— RECORDS FOR THIS EXERCISE —
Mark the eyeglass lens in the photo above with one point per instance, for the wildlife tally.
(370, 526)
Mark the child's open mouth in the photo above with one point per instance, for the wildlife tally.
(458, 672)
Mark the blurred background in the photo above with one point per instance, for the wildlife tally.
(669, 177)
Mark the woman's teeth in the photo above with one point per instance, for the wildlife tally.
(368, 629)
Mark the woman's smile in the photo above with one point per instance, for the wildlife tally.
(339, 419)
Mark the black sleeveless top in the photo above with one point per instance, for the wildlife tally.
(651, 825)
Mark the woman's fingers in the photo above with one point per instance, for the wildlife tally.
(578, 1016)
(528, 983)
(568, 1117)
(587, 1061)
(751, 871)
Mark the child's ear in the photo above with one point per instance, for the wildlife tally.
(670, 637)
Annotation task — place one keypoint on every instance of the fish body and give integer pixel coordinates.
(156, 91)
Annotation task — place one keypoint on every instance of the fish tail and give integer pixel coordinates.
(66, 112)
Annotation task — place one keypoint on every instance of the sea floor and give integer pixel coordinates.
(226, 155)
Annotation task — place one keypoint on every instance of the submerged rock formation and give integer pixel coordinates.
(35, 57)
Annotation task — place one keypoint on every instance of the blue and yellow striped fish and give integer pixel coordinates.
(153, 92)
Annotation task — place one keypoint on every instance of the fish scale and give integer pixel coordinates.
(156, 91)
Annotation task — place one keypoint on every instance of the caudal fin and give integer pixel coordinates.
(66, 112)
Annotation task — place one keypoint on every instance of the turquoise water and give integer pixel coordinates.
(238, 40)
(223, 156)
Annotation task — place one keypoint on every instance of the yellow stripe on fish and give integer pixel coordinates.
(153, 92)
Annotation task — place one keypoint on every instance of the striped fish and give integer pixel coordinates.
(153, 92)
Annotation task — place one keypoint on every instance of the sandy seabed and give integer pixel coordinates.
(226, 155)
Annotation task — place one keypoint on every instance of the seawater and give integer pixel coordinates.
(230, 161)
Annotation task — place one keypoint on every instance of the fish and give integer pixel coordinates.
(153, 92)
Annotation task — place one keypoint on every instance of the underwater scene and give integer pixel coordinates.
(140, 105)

— PROMPT —
The lines to reproduce run from the line containing "seawater and give integer pixel coordinates." to the end of the listing; write them out exactly and add nothing.

— EXERCISE SOLUTION —
Annotation task — place one keypoint on every instance of the seawater and give integer pixel coordinates.
(230, 161)
Annotation task — place one keypoint on every instance of the fish and give integer pixel coordinates.
(153, 92)
Annotation task — place one keypoint on every instance of the underwater scene and give integer pixel coordinates.
(140, 105)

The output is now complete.